Count the lines of the entries below that contain the word "every", and reply with the number alone.

• Stored records:

▬▬▬▬▬▬

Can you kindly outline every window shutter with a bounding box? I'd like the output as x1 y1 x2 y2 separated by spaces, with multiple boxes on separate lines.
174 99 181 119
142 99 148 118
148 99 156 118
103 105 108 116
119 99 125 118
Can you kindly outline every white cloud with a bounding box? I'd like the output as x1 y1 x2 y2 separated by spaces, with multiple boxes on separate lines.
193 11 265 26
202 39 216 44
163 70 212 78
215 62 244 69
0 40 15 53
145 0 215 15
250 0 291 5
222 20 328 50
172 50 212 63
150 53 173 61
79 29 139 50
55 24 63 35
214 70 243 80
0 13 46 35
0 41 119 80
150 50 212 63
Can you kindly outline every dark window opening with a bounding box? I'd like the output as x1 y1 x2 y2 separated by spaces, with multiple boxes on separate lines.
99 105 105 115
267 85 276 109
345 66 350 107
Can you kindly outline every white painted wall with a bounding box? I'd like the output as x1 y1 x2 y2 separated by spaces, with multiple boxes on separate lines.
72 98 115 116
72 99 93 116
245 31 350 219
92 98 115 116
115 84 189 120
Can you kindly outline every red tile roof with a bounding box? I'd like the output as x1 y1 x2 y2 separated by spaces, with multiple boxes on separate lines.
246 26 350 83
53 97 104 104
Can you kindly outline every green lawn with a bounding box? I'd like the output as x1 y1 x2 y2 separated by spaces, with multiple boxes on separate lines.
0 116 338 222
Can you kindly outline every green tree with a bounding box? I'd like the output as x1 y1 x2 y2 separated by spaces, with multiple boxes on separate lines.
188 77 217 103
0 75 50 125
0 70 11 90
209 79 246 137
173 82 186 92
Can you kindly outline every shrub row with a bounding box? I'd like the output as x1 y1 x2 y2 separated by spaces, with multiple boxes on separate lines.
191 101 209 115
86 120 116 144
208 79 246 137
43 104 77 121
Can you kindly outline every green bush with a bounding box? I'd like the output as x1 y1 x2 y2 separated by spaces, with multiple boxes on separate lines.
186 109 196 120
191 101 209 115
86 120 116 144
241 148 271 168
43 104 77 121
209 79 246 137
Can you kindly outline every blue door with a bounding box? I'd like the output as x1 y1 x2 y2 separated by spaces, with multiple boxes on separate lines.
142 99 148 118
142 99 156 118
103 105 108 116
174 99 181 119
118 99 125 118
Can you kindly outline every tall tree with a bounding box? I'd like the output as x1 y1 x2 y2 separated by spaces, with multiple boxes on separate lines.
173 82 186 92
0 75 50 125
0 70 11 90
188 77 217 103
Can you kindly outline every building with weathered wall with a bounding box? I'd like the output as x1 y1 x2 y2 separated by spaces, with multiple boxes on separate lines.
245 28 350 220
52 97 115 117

▬▬▬▬▬▬

• Response to this task: 12